▸ **Required work**
1: Answer these questions from the excerpt on laser flash photolysis of gadusolate:
(a) At what wavelength was direct laser flash photolysis of aqueous gadusolate at pH 7 carried out?
(b) What experimental lifetime is given for triplet anthracene in methanol?
(c) At what wavelength was rose bengal excited?
2: Carry the excerpt on laser flash photolysis of gadusolate forward, starting right after its final sentence about the Fig. 7 spectra.

▸ **Excerpt provided**
A significant bleaching was observed after a few cycles of laser pulses in the laser flash photolysis (LFP) experiments on acidic solutions of gadusol. On the contrary, the solutions were stable enough under neutral pH conditions to allow the study of the transient intermediates upon pulsed excitation of gadusolate. However, within the instrumental detection limit, no transient absorption was observed by direct LFP at 266 nm of aqueous gadusolate at pH 7.

Thus, photosensitized formation of gadusolate triplet state was intended by energy transfer from various organic molecules that are known to produce high yields of triplet states in polar media: benzophenone, acridine, anthracene and rose bengal (RB).³³

When benzophenone was photoexcited at 355 nm in methanol in the presence of gadusolate anion, the transient absorption spectrum 5 μs after the excitation clearly distinguished from the transient spectrum obtained without gadusol: an increasing band appears around 600 nm together with one band shifted towards ca. 340 nm and a minor one at 365 nm (see Fig. 6).³⁴

Fig. 6 Transient absorption spectra from LFP experiences (λ_exc = 355 nm) in methanol, 5 μs after the laser pulse: 5 × 10⁻³ M benzophenone (open circles); 5 × 10⁻³ M benzophenone and 2 × 10⁻⁴ M gadusolate (full circles).

Similarly, by LFP of acridine in the presence of gadusolate in methanol at 355 nm, a net increase of the absorption in the region of ca. 500 nm (data not shown) was observed some microseconds after the laser pulse. Simultaneously, the intensity and the lifetime of the signals around 440 nm, which are ascribed to the triplet–triplet absorption of acridine, shortened with the concentration of gadusolate.

However the transient absorption spectrum of anthracene in methanol (λ_exc = 355 nm) showed no change in the presence of gadusolate at concentrations as large as 2.3 × 10⁻³ M. Under these conditions, and considering the experimental lifetime of triplet anthracene in methanol (∼8 μs), the fraction of triplet states that can be intercepted by gadusolate is estimated to amount between 99 and 60%, by assuming a diffusion controlled quenching rate or up to a 10² factor slower.

Conversely, the transient absorption spectra in the microseconds of the LFP of RB at 532 nm (pH 7 buffer) were noticeably modified by the presence of gadusolate (Fig. 7).

Fig. 7 Transient absorption spectra from LFP experiences (λ_exc = 532 nm) in aqueous pH 7 buffer. 4 × 10⁻⁶ M RB, 4 μs (full triangles) and 50 μs (full circles) after the laser pulse; 4 × 10⁻⁶ M RB and 6 × 10⁻⁴ M gadusolate, 50 μs (open circles) after the laser pulse.

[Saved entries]
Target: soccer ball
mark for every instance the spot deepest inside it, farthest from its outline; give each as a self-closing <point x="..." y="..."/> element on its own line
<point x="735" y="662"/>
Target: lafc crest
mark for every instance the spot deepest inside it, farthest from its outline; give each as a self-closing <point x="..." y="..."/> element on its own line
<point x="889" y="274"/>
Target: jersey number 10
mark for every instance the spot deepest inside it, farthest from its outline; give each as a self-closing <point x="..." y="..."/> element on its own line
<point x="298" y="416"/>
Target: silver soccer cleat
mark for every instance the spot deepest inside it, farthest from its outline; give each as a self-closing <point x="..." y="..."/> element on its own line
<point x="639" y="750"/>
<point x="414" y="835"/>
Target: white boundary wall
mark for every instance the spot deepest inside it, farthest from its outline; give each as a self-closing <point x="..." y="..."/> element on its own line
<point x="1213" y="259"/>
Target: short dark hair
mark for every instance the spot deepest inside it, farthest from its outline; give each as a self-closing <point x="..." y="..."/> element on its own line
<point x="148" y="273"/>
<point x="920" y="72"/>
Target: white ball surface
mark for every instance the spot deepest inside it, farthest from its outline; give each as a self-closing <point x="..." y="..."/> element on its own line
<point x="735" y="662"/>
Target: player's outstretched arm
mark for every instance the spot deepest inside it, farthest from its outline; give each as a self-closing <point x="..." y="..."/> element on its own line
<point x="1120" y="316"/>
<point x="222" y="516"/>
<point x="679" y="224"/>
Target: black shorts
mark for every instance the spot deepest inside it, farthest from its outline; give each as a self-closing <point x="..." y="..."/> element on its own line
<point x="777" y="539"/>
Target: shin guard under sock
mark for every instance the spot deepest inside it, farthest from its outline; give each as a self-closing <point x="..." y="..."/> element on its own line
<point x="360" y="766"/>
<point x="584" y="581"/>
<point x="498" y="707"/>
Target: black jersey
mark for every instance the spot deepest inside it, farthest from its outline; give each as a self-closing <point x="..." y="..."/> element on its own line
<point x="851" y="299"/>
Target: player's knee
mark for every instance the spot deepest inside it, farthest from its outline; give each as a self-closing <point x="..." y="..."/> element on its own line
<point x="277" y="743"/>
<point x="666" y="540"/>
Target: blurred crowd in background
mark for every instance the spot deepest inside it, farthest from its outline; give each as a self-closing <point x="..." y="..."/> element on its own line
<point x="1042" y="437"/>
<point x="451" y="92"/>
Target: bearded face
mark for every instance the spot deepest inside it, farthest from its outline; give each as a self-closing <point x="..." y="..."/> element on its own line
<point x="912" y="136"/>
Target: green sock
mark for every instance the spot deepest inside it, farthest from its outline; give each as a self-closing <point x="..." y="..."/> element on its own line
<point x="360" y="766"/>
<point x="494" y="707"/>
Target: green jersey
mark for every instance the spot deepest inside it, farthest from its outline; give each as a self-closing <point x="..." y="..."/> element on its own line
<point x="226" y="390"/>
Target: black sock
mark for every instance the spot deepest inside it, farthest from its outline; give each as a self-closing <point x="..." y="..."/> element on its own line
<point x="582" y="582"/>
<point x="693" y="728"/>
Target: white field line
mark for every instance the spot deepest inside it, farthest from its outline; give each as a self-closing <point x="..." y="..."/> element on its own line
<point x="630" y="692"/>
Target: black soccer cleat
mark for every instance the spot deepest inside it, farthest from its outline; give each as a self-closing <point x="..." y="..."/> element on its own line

▸ **The responses**
1:
(a) 266 nm
(b) About 8 μs
(c) 532 nm

2:
Typical peak absorptions for RB triplet and RB radicals 4 and 50 μs after the laser pulse are distinguished at 380, 450 and 590 nm in the absence of gadusolate.³⁵ However, the signal at 50 μs in the presence of 4 × 10⁻⁶ M gadusolate showed considerable differences: the bands at 450 and 590 nm extinguish whereas the absorbance around 410 nm increases. The time evolution of the absorbance changes (Fig. 8) shows a rapid raise at 410 nm followed by a slower increase during the subsequent microseconds that correlates with the decay at 590 nm reflecting the RB triplet depletion.

Fig. 8 Absorbance profiles from the LFP (λ_exc = 532 nm) of 4 × 10⁻⁶ M RB in the presence of 6 × 10⁻⁴ M gadusol in aqueous solution (pH 7) at 410 nm (full circles) and 590 nm (open circles). Inset: Stern–Volmer plot for the quenching of RB triplet state by gadusolate in aqueous buffer (pH 7). τ stands for the RB triplet lifetime obtained from the absorbance decay at 600 nm (see text).

The absorbance decays at 600 nm for different concentrations of gadusolate reflect a drop in τ, the RB triplet lifetime. The decays fit respectively to monoexponential functions of time from which the values of τ were determined. The data set was correlated in agreement with the Stern–Volmer expression (eqn (1)):

τ⁻¹ = τ₀⁻¹ + k_q[Gad] (1)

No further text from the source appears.